REQUIREMENT >> Repeat each entry below without omitting a single word.

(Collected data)
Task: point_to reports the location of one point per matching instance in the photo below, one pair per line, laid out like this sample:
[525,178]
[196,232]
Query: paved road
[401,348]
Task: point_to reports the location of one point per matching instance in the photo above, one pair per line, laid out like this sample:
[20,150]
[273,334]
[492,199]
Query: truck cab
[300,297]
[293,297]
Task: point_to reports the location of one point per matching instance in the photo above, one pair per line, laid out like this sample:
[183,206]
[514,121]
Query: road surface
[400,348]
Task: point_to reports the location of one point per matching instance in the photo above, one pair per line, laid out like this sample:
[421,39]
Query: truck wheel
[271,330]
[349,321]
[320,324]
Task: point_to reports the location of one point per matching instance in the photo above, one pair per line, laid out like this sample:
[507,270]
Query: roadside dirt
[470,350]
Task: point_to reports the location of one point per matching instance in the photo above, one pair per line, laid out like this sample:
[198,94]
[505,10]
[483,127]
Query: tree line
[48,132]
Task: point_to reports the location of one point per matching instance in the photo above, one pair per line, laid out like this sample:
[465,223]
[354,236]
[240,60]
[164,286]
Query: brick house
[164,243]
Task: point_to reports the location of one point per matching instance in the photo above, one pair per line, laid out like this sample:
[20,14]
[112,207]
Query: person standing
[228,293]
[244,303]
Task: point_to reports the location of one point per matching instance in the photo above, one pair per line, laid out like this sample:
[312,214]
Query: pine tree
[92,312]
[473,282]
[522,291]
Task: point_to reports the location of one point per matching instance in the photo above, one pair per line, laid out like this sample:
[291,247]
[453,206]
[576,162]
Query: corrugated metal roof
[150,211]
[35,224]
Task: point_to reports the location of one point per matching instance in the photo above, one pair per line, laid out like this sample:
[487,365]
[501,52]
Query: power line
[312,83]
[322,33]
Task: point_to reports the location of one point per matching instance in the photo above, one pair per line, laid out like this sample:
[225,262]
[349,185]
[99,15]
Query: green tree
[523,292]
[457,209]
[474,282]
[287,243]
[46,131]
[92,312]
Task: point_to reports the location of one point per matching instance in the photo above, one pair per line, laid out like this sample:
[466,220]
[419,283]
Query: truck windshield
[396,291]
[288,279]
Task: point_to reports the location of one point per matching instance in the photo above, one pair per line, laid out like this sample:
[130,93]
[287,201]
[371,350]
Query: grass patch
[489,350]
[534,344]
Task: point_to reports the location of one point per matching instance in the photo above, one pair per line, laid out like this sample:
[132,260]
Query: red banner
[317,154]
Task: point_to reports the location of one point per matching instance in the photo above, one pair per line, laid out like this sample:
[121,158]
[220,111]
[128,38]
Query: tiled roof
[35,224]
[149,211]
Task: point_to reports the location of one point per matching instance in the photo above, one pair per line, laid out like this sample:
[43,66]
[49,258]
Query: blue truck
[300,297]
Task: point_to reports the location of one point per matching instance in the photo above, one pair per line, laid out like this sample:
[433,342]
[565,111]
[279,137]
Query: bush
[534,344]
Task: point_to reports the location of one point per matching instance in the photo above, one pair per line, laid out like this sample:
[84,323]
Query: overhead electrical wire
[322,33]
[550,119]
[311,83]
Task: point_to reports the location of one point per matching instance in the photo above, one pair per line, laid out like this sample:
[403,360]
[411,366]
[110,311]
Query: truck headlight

RESPONSE >>
Task: point_to reports the location of one point per matching instance in the photo below, one pair per line, laid out like this sample:
[525,178]
[196,232]
Query: paved road
[401,348]
Task: point_to reports the location of one point per matching instance in the photo above, one pair per line, laid out like this sample:
[20,150]
[273,334]
[492,199]
Query: truck cab
[300,297]
[293,297]
Task: point_to reports the location of one point per matching instance in the photo above, one pair per line, laid out like this sample:
[183,206]
[514,121]
Query: road surface
[400,348]
Task: point_to reports the location of one point per matching instance in the photo above, one pair per line, laid out like this sample:
[421,39]
Query: truck wheel
[271,330]
[349,321]
[320,324]
Task: point_to reports the location of one point per matching instance in the photo above, one pair per line, laid out like this sample:
[507,270]
Query: roadside dirt
[470,350]
Task: point_to reports the location of one point per matching instance in the photo above, one pair per line, laid out like this sample:
[198,94]
[505,10]
[483,127]
Query: tree line
[48,132]
Task: point_to reports the location of one point per matching instance in the photo above, one pair per line, laid out like this sample:
[465,223]
[354,236]
[240,60]
[164,286]
Query: brick house
[164,243]
Task: point_to reports the location of one point per matching instance in the photo above, one pair per line, laid out like this sample:
[20,14]
[112,207]
Query: person standing
[228,293]
[244,303]
Task: point_to reports the location of one point per matching instance in the photo above, one pair per line, laid out like this sample:
[312,214]
Query: pine tree
[92,312]
[473,282]
[522,291]
Task: point_to reports the location of one point per matching instance in the photo above, one pair per line, laid out like this sample:
[291,247]
[453,206]
[576,162]
Query: corrugated metal roof
[150,211]
[35,224]
Task: point_to reports the location of one point per matching instance in the photo above, one pair per line, laid out like this sample:
[487,365]
[501,52]
Query: power line
[312,83]
[322,33]
Task: point_to reports the location of one point per matching instance in the photo above, one pair per line, laid out like this sample:
[225,262]
[349,185]
[99,15]
Query: green tree
[523,292]
[457,209]
[474,282]
[287,243]
[46,131]
[92,312]
Task: point_to reports the location of one point per matching instance in the photo above, one pair per line, laid out like this sample:
[466,220]
[419,283]
Query: truck windshield
[396,291]
[288,279]
Task: point_to reports the location of one point per matching instance in the photo above, one pair per line, laid out like this sample:
[130,93]
[287,201]
[371,350]
Query: grass patch
[489,350]
[534,344]
Task: point_to reports the location of one point per matching instance in the photo above, one pair per line, laid out like this sample:
[132,260]
Query: red banner
[317,154]
Task: point_to reports the location of one point per matching instance in the photo above, one pair per line, laid out like this sample:
[121,158]
[220,111]
[128,38]
Query: tiled roof
[35,224]
[149,211]
Task: point_to reports the location of one point per matching instance in the photo above, one pair per line, laid out like this sample:
[43,66]
[49,258]
Query: blue truck
[300,297]
Task: point_to reports the location of one point per matching instance in the photo above, one pair per line, laid out like this sample:
[433,342]
[565,111]
[279,137]
Query: bush
[534,344]
Task: point_to reports the location of one point per matching instance in the photo above, one pair per line, laid out like this sample:
[84,323]
Query: overhead electrical wire
[322,33]
[550,119]
[311,83]
Task: point_to reports the location of one point per matching instance in the photo above, one pair per line, laid out like this sample:
[403,360]
[411,366]
[110,311]
Query: truck headlight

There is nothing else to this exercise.